=== Exercise goal ===
Copy all the material below, exactly as it stands.

=== Recorded data ===
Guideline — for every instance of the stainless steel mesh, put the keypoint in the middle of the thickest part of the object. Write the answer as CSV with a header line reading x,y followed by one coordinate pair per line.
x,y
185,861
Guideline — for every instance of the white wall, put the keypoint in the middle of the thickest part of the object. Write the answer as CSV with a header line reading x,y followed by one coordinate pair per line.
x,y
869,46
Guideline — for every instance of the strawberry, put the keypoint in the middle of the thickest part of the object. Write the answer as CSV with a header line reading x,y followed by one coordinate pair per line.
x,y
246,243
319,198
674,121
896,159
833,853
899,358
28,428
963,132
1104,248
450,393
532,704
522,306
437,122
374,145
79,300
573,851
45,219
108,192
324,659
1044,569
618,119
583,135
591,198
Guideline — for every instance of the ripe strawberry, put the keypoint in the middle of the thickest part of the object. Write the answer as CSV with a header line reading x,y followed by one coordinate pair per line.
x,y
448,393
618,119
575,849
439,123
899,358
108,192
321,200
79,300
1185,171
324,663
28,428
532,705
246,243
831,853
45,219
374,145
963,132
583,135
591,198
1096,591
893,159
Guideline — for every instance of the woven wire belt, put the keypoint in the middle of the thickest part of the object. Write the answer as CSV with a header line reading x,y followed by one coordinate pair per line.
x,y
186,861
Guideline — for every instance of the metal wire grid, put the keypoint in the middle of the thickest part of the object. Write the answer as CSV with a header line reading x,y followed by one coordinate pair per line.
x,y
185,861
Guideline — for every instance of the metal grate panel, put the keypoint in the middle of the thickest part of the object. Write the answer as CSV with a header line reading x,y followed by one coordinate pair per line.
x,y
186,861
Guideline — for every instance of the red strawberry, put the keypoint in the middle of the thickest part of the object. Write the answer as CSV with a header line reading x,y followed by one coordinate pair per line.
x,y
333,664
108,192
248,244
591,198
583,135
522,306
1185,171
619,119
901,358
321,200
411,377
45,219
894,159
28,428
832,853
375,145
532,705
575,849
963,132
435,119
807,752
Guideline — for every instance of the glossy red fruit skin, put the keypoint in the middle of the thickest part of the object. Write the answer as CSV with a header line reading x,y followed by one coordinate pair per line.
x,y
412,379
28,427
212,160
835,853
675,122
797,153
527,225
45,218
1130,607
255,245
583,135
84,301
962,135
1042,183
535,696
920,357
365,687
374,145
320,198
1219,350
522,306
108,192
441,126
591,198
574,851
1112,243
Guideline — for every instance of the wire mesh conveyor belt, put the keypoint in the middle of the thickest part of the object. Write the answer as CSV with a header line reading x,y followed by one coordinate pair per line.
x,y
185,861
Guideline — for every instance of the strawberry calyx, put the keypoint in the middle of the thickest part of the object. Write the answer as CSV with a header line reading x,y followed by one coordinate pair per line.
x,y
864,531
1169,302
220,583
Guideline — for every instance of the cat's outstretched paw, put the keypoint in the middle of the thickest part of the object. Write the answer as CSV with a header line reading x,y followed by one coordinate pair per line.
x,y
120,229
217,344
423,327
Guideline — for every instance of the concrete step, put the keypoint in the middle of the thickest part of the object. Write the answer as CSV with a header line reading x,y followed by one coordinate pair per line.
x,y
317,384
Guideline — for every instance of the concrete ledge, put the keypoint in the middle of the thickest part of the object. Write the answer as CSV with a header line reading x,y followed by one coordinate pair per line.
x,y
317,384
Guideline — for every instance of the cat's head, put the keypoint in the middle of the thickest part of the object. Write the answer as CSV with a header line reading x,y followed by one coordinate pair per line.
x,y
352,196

=== Exercise solution ===
Guideline — for every instance of the stainless steel mesh, put the keypoint in the middle of the thickest part of the object. Write the answer as CSV with a header line reading x,y followed by one coordinate pair per line.
x,y
185,861
Guideline — for every instance of the white wall, put the keypoint in the middle of the thickest part of the object. Write the answer as CSV with a header line reading x,y followed by one coordinate pair per line.
x,y
869,46
Guideline — for every instance of the strawberry, put the keypoint in the middle of the thickest part of the object. Write the answer as CSV with a header line reading x,y followed by one coordinate pair per line.
x,y
246,243
319,198
674,121
896,159
833,853
899,358
28,428
963,132
1104,248
450,393
532,704
522,306
437,122
374,145
79,300
573,851
45,219
108,192
324,659
1044,569
618,119
583,135
591,198
Guideline — for every instance of the ripe strawberry, put the keypoint in the middle of the thickest part of the object. Write the answer as CSV with a header line reading x,y followed by one coordinate pair per line.
x,y
448,393
618,119
575,849
439,123
899,358
108,192
321,200
79,300
1185,171
324,663
28,428
532,705
246,243
831,853
45,219
374,145
963,132
583,135
591,198
1096,591
893,159
Guideline — for every instance of the woven wire belt, put the keypoint in the middle of the thickest part of the object. Write the answer as CSV with a header line reading x,y followed by one coordinate pair per line.
x,y
186,861
Guideline — for every instance of the metal wire grid, put the keypoint in the middle of the thickest part of the object. Write the answer as CSV with a header line reading x,y followed by one coordinate pair per line.
x,y
185,861
Guideline — for every instance of the metal grate panel, put the keypoint in the middle of the thickest part of the object. Write the answer as CSV with a header line reading x,y followed by one coordinate pair per line.
x,y
186,861
Guideline — for every instance of the red strawberry, put the keypoint in the middle of the thickest part of the object. Write the answer as CSV with a header line reading x,y followed by one coordinate pair per line.
x,y
333,664
108,192
248,244
591,198
583,135
522,306
1185,171
619,119
901,358
321,200
411,377
45,219
894,159
28,428
832,853
375,145
532,705
575,849
963,132
435,119
807,752
Guideline — for every instance of the glossy red fruit skin, put the keypoint in the middle of the thickest part of the object. Write the answer as CSV with a header line reading x,y followed by one coordinate pair per line.
x,y
412,379
28,427
212,160
835,853
675,122
797,153
527,225
45,218
1130,607
255,245
583,135
84,301
962,135
1042,183
535,696
920,357
365,687
374,145
320,198
1219,350
522,306
108,192
441,126
591,198
574,851
1112,243
Guideline — for every instance of the wire mesh conveyor belt, put the keypoint in the middle of the thickest part of the object. Write the answer as CSV with a header line reading x,y followed by one coordinate pair per line.
x,y
185,861
Guideline — for every instance of the strawberry calyx, put the keypoint in the middle of the thickest part of the object. Write the answer as CSV with a header line reading x,y followed by one coordinate pair per line.
x,y
864,531
1169,302
220,583
Guideline — for every instance of the cat's outstretched paw, put the keypoint in the middle of the thickest part of the object. Write the answer as CSV with a header line reading x,y followed by one coordinate pair per line.
x,y
120,229
217,344
423,327
Guideline — for every instance of the concrete step, put the keypoint in the middle of the thickest part of the object. Write the answer as CSV with a header line reading x,y followed by one coordinate pair per line.
x,y
317,384
Guideline — for every instance of the concrete ledge, put the keypoint in the middle of the thickest part of the object. Write the answer as CSV with a header line reading x,y followed by one coordinate pair per line.
x,y
317,384
Guideline — for every instance of the cat's head, put the keypoint in the middle of the thickest part of the object. Write the answer as CSV with a header line reading x,y followed by one coordinate pair per line.
x,y
352,196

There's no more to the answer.